### Teks yang Ditampilkan
Jakarta (ANTARA News) - Kepala Badan Nasional Penanggulangan Terorisme (BNPT) Komjen (Pol) Suhardi Alius meluncurkan empat buku yang merupakan kumpulan catatan dan pengalamannya dalam menangani terorisme.

Dalam rilis yang diterima, Kamis, menyebutkan bahwa buku satu keempat buku ini, yakni buku pertama "Catatan Suhardi Alius: Memimpin dengan hati: Pengalaman Sebagai Kepala BNPT", buku kedua "Catatan Suhardi Alius: Pemahaman membawa bencana: Bunga Rampai Penanggulangan Terorisme", buku ketiga "Catatan Suhardi Alius: Menjalin sinergi: 14 Bulan sebagai Kabareskrim Polri" dan Buku keempat "Catatan Suhardi Alius: Resonansi Kebangsaan: Membangkitkan Nasionalisme dan Keteladanan".

Buku pertama Memimpin dengan hati ini menceritakan kumpulan pengalaman reflektif Suhari Alius selama memimpin BNPT.

Suhardi menceritakan upayanya dalam mengatasi terorisme yang tak hanya menggunakan pendekatan hukum tapi juga melibatkan bahasa hati yang membuahkan kearifan.

Keberhasilan dapat dilihat dalam penerapan Soft Power Approach di Pondok Pesantren Al-Hidayah, Deli Serdang, Sumatra Utara, yang diasuh mantan teroris, Khairul Ghazali, dan Yayasan Lingkar Perdamaian di Lamongan, Jawa Timur.

Keduanya kini telah menjadi ikon dunia dalam penanganan terorisme. Kemudian, Suhardi juga mempertemukan seratus mantan narapidana teroris dan keluarga korban dalam satu forum bertajuk “Silaturahmi Kebangsaan” yang bertujuan untuk saling memaafkan dan menghapus sejarah kelam masa lalu. Dalam bidang ekonomi, BNPT mendirikan “Pop Warung” di Sukoharjo untuk meningkatkan ekonomi mantan nara pidana teroris dan penyintas.


Buku kedua tentang pemahaman membawa bencana menceritakan tentang munculnya terorisme dengan beragam propaganda, manipulasi, bahkan berkedok agama.

Buku ini menyebut motif ideologi dan kepentingan menyebabkan mereka rela membunuh manusia dengan biadab, memamerkan kebrutalan, dan tanpa hati nurani.

Buku ini berisi catatancatatan Suhardi Alius sebagai Kepala BNPT dalam memandang dan menanggulangi terorisme.

Satu hal yang menarik dibahas dalam buku ini adalah tentang dilema kepulangan "Foreign Terrorist Fighters (FTF)" yang dimulai dari runtuhnya pusat kota ISIS di Mosul dan Raqqa.

FTF kemudian kembali ke negaranya masing-masing dan berpotensi melakukan tindakan teror, termasuk Indonesia seperti yang terjadi pada Bom Surabaya.

### Ketentuan Latihan
• 1. Tentukan apakah setiap pernyataan berikut sesuai dengan teks yang ditampilkan, lalu jawab ya atau tidak disertai kutipan persis dari teks yang menjadi dasarnya: (a) Suhardi Alius meluncurkan empat buku. (b) "Pop Warung" didirikan di Lamongan. (c) Suhardi mempertemukan dua ratus mantan narapidana teroris dengan keluarga korban.
• 2. Menurut teks yang ditampilkan, di mana letak Pondok Pesantren Al-Hidayah?
• 3. Salin kembali bagian teks yang ditampilkan, mulai dari "Dalam rilis yang" dan berlanjut sampai "selama memimpin BNPT.". Ganti "Catatan Suhardi Alius" dengan "Refleksi Suhardi Alius".
Baris-baris di bawah ini berasal dari sumber lain.

### Informasi yang Diambil
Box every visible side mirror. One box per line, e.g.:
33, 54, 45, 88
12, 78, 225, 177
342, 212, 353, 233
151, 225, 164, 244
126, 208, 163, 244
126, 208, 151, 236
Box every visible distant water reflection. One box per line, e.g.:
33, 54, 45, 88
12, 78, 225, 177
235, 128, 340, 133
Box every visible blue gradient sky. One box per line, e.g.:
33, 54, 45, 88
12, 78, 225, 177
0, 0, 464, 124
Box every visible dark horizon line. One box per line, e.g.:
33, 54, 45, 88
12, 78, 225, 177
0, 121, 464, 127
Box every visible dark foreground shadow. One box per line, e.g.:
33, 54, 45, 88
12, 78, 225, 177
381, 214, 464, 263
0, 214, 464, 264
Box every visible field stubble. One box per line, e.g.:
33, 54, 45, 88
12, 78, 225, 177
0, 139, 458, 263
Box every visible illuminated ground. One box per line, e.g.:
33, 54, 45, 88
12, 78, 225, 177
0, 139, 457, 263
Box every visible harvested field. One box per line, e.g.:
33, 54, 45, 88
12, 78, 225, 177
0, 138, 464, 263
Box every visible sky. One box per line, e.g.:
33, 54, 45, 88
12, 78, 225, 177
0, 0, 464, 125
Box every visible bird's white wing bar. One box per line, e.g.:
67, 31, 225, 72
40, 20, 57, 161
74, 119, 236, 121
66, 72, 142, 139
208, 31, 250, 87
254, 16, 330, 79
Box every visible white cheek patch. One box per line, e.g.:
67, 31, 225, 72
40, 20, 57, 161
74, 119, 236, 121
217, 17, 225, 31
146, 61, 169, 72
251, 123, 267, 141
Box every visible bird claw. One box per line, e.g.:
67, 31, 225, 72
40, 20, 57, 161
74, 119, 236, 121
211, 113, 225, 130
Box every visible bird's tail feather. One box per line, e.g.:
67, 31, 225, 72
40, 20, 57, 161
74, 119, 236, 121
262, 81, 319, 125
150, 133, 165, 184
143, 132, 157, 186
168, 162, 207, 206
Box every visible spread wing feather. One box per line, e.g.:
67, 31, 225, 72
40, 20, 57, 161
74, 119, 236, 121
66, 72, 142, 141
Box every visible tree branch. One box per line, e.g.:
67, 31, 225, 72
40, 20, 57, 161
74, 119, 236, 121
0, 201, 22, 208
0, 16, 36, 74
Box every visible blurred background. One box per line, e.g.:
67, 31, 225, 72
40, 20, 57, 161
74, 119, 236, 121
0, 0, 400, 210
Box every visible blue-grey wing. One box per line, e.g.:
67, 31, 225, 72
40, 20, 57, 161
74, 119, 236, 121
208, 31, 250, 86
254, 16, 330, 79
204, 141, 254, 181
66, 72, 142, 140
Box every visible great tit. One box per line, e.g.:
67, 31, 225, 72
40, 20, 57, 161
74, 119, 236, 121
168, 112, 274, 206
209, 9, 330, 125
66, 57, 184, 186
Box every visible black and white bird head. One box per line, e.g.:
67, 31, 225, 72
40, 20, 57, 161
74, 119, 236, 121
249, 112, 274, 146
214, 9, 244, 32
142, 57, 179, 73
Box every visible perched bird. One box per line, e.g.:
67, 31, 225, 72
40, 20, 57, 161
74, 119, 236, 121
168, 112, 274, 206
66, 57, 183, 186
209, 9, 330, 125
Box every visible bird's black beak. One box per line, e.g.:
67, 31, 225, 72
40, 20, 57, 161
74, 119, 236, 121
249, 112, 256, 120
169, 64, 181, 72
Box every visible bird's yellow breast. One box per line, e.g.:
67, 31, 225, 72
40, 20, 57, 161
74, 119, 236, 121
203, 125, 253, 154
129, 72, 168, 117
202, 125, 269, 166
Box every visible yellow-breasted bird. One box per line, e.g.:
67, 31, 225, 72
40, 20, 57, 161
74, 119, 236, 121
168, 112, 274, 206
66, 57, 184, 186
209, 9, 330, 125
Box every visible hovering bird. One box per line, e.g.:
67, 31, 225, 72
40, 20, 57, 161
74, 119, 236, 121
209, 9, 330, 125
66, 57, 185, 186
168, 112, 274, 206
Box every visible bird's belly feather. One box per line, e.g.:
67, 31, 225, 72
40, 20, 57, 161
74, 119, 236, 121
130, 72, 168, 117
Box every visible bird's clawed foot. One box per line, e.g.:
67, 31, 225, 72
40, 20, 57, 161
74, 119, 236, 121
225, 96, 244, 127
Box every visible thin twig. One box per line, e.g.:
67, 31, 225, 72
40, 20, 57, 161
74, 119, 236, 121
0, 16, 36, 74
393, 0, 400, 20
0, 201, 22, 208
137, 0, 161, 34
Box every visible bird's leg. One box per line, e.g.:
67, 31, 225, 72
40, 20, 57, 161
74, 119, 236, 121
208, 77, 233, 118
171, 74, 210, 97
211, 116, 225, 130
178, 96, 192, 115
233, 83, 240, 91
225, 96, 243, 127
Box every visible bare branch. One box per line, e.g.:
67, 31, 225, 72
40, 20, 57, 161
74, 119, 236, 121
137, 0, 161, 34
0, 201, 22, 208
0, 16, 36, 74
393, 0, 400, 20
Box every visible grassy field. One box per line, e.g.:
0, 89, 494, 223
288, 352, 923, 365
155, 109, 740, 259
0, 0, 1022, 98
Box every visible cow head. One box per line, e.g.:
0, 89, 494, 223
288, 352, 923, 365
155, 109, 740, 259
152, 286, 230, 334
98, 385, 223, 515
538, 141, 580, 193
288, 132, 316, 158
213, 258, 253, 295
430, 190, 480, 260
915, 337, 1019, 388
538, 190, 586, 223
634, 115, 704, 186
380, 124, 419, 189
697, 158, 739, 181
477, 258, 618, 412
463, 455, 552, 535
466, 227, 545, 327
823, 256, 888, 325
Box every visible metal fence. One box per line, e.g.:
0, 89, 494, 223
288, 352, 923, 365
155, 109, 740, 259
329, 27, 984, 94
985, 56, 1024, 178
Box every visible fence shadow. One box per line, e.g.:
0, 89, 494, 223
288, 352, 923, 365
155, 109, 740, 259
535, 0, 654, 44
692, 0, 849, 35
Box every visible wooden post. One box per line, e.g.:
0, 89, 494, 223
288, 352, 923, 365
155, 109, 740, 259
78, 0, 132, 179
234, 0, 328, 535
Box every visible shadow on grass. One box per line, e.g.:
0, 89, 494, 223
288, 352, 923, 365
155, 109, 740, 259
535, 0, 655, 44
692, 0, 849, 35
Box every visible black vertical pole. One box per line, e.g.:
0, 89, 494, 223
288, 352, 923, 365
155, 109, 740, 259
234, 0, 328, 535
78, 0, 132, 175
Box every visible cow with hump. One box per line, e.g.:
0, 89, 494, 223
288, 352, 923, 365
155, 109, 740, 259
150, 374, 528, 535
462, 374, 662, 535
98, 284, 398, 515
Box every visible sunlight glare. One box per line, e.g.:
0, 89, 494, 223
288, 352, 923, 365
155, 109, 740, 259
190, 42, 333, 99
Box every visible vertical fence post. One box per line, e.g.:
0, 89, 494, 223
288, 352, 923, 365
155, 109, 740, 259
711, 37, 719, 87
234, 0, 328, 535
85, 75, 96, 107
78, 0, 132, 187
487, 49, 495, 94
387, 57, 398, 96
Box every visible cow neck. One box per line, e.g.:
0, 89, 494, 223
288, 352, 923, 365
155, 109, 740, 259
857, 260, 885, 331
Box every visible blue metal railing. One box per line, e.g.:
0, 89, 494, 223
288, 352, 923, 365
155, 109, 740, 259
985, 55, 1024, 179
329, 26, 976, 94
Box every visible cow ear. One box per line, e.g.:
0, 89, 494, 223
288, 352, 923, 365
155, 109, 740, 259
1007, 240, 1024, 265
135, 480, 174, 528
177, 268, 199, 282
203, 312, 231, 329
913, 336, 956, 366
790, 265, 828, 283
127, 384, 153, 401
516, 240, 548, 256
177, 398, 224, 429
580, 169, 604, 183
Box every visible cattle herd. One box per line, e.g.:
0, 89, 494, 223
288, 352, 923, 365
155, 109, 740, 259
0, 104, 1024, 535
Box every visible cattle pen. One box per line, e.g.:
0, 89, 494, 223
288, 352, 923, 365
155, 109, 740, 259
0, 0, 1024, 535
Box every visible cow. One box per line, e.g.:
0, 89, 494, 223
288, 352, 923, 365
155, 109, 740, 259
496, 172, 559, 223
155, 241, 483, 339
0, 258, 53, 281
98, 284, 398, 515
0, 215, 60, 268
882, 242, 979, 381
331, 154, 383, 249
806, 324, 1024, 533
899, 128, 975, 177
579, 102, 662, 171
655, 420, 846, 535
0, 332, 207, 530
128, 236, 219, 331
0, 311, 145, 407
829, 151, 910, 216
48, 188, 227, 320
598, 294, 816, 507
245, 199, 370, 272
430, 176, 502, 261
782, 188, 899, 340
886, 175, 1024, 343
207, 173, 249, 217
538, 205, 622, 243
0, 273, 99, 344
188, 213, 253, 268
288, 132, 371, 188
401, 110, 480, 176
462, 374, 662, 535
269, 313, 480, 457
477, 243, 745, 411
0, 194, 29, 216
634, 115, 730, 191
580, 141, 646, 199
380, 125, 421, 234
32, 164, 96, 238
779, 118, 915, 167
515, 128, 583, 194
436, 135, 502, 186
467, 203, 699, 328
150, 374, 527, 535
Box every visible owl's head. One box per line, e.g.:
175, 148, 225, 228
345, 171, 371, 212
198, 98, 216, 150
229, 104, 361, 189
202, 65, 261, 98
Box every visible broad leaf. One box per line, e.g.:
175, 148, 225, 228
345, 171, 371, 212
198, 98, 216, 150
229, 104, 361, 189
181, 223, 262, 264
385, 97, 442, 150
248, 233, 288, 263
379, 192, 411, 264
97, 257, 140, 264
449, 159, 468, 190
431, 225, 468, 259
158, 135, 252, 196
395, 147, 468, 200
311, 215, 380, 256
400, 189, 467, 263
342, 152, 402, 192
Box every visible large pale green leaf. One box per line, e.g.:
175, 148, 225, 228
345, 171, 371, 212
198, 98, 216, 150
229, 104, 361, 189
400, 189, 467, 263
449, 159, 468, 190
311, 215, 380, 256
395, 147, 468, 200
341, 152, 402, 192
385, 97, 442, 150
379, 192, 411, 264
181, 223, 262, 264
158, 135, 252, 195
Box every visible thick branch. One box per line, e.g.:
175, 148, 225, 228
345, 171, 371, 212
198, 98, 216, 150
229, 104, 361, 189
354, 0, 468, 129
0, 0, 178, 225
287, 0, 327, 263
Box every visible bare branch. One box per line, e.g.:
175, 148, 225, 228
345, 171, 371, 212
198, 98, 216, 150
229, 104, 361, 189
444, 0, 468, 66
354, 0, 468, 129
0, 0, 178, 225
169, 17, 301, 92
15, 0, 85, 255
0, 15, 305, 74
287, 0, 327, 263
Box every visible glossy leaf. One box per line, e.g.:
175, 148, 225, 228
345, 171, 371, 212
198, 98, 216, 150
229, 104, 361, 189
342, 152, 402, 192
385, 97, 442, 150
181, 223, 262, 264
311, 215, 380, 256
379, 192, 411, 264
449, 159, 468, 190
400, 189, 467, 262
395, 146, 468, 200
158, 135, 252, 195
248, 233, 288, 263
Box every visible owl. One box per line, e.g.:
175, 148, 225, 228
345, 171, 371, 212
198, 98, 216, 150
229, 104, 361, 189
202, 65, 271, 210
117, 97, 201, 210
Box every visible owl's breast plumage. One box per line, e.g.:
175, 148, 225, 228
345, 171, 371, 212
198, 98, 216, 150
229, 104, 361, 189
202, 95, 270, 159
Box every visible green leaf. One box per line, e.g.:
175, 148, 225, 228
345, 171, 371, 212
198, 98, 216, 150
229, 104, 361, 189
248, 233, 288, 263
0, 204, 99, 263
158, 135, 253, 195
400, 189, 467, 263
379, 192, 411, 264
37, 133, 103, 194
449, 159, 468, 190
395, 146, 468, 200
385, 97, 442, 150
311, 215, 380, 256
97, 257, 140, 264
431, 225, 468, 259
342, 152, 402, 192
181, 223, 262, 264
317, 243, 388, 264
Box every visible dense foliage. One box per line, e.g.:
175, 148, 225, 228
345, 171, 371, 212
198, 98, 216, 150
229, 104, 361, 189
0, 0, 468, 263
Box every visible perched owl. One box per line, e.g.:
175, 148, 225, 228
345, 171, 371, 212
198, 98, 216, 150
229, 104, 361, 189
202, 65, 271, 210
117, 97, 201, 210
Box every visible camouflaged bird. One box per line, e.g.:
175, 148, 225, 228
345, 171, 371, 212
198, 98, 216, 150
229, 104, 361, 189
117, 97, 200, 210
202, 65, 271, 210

### Jawaban yang Diberikan
• 1.
(a) Ya: "meluncurkan empat buku yang merupakan kumpulan catatan dan pengalamannya dalam menangani terorisme."
(b) Tidak: "BNPT mendirikan “Pop Warung” di Sukoharjo"
(c) Tidak: "Suhardi juga mempertemukan seratus mantan narapidana teroris dan keluarga korban"

• 2. Di Deli Serdang, Sumatra Utara.

• 3.
Dalam rilis yang diterima, Kamis, menyebutkan bahwa buku satu keempat buku ini, yakni buku pertama "Refleksi Suhardi Alius: Memimpin dengan hati: Pengalaman Sebagai Kepala BNPT", buku kedua "Refleksi Suhardi Alius: Pemahaman membawa bencana: Bunga Rampai Penanggulangan Terorisme", buku ketiga "Refleksi Suhardi Alius: Menjalin sinergi: 14 Bulan sebagai Kabareskrim Polri" dan Buku keempat "Refleksi Suhardi Alius: Resonansi Kebangsaan: Membangkitkan Nasionalisme dan Keteladanan".

Buku pertama Memimpin dengan hati ini menceritakan kumpulan pengalaman reflektif Suhari Alius selama memimpin BNPT.